Directive 1:
Decide whether each statement below agrees with the excerpt on AMM models, answering yes or no and quoting the deciding words. (a) Balancer pools can hold up to eight tokens. (b) Constant sum market makers are widely used in production. (c) A concentrated liquidity position outside its range keeps earning fees at a reduced rate.
Directive 2:
Answer these questions from the excerpt on AMM models below.
(a) What formula defines the constant product market maker?
(b) How much TVL did Curve hold at its peak?
(c) What do professional LPs use to adjust ranges?

Excerpt:

— BEGIN —

Constant product market maker (CPMM). x * y = k. This is Uniswap's model and still the most widely used. It works for any pair of tokens and always has liquidity available at some price. The downside: it spreads liquidity across the entire price curve from zero to infinity, which is capital inefficient. Most of that liquidity sits in price ranges that will never be touched.
Constant sum market maker (CSMM). x + y = k. A straight line instead of a curve. Zero slippage, which sounds great until you realize a single large trade can drain one side of the pool entirely. In practice, CSMMs break because arbitrageurs will empty one token completely. Almost nobody uses this in production.
StableSwap (Curve's hybrid). Combines constant product and constant sum. Near the equilibrium price (where both tokens are close to their peg), it behaves like a constant sum with minimal slippage. Away from equilibrium, it switches to constant product behavior to avoid draining. This makes it perfect for stablecoin pairs like USDC/USDT or USDC/DAI where both tokens should trade near $1. Curve Finance built an empire on this formula. At its peak the protocol held over $20 billion in TVL and processed billions in stablecoin trades with near-zero slippage. Even now, Curve remains the default for anyone swapping between stablecoins in size.
Weighted pools (Balancer). Instead of a 50/50 token split, Balancer lets you create pools with up to eight tokens in any ratio. 80% ETH / 20% USDC, or 33/33/34 across three different tokens. The generalized formula uses geometric means. This allows index-fund-like products where the pool itself acts as a self-rebalancing portfolio. Traders who swap tokens in the pool are actually rebalancing it, and the pool charges them fees for the privilege. Balancer's pitch: "Instead of paying fund managers to rebalance your portfolio, you collect fees from traders who rebalance it for you."
Concentrated liquidity (Uniswap v3/v4). This is where the AMM model got genuinely clever. Technically still CPMM but with a twist that changed the economics. Instead of spreading your liquidity across every possible price from zero to infinity, LPs pick a specific range. If ETH is at $2,000, you might concentrate between $1,800 and $2,200. Within that band, your capital works 4,000x harder than it would in a v2 pool (Uniswap's own claim). Outside the range, your position goes dormant and earns nothing.
The tradeoff is active management. If price drifts outside your range, you're earning zero fees while still exposed to impermanent loss. Professional LPs use scripts and bots to adjust ranges. Casual LPs tend to set and forget, which defeats the purpose.

— END —

Material provided:
— BEGIN —

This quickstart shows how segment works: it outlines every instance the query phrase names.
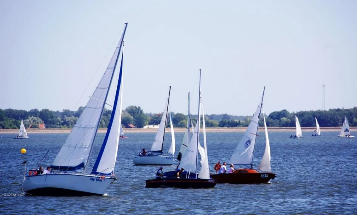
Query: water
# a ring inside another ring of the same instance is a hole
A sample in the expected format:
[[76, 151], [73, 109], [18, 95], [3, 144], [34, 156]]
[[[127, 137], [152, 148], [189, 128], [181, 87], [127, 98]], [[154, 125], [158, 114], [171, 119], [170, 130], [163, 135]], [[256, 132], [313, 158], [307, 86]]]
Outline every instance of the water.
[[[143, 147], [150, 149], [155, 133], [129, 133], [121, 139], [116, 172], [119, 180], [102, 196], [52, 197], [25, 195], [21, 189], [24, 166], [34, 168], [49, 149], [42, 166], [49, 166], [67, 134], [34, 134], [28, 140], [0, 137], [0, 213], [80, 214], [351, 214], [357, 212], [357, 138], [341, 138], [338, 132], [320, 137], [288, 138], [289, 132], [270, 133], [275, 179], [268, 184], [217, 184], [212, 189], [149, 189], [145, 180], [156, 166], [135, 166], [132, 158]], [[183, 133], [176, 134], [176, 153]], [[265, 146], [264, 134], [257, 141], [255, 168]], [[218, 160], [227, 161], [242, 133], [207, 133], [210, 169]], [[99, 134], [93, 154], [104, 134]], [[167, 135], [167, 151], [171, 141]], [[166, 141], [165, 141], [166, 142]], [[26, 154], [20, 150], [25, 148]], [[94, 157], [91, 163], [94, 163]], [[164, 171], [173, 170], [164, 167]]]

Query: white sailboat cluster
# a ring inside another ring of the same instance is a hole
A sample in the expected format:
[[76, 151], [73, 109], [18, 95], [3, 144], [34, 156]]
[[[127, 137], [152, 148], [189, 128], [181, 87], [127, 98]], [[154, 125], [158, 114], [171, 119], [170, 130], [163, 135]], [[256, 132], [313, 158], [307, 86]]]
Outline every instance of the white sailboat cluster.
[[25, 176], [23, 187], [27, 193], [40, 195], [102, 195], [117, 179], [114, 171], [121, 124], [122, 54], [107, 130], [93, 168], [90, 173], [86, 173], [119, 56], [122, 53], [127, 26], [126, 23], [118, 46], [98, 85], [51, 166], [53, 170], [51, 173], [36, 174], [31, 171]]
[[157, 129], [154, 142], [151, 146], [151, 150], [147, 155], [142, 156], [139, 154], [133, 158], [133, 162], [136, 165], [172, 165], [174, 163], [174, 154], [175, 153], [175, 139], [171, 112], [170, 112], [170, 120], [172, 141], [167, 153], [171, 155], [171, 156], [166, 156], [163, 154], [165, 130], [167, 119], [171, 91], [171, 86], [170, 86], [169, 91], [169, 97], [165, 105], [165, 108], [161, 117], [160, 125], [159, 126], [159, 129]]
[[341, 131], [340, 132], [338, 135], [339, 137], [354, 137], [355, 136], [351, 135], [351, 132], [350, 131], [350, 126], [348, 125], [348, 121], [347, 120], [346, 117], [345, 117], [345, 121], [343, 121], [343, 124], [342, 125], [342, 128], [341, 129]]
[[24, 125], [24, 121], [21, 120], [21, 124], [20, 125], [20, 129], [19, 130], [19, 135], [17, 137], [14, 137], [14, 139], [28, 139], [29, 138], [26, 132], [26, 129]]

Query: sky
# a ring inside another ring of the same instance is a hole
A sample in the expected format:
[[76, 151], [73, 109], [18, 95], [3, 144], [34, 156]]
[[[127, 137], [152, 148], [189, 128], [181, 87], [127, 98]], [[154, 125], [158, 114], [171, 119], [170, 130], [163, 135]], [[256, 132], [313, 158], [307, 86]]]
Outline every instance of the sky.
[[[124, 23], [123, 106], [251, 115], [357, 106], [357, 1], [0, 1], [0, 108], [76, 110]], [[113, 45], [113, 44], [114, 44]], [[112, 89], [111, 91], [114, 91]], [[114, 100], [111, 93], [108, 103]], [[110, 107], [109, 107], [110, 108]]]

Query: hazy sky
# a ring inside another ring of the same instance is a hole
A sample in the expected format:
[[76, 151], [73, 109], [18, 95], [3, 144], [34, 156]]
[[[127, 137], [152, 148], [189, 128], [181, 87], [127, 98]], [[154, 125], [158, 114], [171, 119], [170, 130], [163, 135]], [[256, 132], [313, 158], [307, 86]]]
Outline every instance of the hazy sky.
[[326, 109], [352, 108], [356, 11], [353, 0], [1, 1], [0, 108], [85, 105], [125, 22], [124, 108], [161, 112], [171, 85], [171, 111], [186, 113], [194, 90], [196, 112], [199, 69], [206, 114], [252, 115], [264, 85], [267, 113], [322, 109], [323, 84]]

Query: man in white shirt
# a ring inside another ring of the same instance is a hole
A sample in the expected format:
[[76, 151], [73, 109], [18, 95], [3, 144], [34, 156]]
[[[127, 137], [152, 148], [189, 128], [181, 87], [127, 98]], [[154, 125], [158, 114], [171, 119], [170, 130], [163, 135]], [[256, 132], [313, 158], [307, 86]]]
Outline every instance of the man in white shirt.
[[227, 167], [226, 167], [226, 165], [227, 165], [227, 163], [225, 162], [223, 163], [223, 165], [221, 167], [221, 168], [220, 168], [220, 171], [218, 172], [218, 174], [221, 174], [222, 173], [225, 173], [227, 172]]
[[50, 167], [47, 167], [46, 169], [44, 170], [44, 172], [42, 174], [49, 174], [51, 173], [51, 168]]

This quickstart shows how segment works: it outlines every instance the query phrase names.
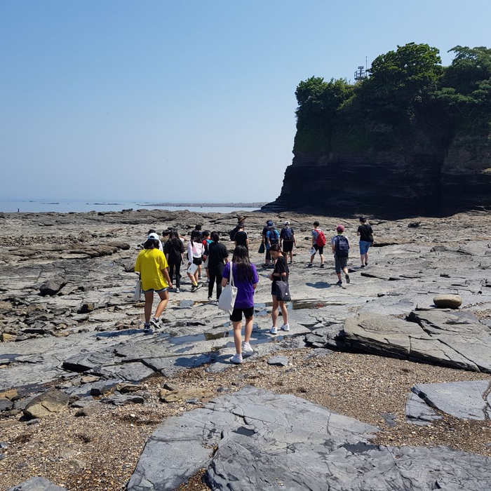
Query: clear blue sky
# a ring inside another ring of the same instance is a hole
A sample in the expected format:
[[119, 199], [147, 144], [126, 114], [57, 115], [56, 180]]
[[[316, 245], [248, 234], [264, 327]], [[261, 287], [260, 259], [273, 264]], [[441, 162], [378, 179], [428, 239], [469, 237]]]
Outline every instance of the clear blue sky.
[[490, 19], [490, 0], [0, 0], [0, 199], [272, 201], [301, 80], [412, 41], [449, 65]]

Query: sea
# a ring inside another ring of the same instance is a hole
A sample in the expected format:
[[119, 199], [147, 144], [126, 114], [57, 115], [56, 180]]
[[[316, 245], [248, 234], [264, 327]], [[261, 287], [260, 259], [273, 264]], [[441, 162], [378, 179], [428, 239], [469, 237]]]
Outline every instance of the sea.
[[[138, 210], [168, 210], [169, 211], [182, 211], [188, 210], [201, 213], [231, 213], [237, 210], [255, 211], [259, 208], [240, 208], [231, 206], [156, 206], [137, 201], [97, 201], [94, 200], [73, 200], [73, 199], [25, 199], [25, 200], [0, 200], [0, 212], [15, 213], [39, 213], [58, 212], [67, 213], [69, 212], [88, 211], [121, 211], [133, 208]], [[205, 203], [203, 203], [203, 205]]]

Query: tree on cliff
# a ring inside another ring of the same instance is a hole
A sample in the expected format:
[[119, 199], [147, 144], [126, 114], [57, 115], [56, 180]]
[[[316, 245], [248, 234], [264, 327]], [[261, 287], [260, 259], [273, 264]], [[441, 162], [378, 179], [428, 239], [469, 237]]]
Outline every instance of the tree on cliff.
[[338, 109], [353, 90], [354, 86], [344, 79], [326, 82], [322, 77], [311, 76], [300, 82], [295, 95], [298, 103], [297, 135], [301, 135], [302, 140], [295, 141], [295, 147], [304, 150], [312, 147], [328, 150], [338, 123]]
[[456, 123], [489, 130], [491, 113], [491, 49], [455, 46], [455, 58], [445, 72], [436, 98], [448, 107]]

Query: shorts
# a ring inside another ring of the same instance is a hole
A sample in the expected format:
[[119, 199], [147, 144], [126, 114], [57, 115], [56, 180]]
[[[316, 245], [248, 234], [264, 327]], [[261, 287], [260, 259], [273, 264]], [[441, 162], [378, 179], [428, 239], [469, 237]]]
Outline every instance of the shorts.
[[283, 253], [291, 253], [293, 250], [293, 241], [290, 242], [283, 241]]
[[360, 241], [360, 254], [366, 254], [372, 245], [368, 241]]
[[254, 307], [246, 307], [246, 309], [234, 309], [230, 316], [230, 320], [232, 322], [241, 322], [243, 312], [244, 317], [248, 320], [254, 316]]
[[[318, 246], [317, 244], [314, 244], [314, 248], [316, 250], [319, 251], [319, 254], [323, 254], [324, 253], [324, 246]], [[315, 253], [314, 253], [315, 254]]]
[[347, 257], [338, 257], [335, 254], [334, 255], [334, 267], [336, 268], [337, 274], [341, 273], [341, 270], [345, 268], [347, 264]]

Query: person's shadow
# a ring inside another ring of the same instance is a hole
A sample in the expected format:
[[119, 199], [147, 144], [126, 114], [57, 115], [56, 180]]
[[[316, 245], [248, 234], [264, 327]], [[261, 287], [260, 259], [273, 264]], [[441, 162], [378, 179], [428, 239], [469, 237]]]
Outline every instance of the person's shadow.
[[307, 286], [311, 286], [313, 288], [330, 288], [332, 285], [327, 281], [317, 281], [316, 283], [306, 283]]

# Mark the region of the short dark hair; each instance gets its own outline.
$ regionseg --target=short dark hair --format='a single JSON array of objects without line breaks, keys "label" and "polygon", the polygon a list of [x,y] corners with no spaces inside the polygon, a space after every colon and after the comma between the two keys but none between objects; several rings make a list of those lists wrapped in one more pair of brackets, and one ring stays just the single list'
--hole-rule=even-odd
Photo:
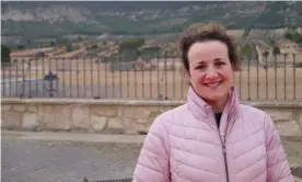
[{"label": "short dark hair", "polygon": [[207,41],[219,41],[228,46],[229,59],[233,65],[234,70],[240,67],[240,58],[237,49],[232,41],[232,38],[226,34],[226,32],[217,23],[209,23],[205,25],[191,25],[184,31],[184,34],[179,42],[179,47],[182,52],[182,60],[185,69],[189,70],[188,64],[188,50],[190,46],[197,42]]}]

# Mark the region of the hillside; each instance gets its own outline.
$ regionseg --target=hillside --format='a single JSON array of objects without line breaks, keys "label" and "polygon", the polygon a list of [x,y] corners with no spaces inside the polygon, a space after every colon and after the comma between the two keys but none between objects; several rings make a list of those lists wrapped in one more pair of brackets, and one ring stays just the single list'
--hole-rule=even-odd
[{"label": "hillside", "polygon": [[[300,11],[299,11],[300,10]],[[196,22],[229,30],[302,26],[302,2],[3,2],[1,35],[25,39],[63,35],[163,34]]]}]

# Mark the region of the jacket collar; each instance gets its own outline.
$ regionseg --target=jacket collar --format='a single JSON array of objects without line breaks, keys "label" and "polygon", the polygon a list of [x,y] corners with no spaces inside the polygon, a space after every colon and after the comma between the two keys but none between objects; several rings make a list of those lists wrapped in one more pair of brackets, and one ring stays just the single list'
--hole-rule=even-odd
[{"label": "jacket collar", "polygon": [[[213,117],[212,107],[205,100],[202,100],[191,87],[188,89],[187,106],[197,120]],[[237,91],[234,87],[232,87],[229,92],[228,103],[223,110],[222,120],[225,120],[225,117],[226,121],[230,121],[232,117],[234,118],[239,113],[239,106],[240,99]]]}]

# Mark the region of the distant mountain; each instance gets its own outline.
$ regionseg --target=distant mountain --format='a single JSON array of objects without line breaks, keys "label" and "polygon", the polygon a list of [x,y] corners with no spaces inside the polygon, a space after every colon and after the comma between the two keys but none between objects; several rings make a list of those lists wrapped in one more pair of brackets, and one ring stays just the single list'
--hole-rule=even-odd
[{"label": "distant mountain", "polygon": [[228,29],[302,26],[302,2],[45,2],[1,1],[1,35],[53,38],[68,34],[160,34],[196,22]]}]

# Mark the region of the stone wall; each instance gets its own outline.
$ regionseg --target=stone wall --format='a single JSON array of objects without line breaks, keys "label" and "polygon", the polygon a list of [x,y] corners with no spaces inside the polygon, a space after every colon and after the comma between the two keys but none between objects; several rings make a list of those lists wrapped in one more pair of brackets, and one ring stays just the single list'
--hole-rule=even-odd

— END —

Problem solution 1:
(a) Yes: "Balancer lets you create pools with up to eight tokens in any ratio."
(b) No: "Almost nobody uses this in production."
(c) No: "Outside the range, your position goes dormant and earns nothing."

Problem solution 2:
(a) x * y = k
(b) Over $20 billion
(c) Scripts and bots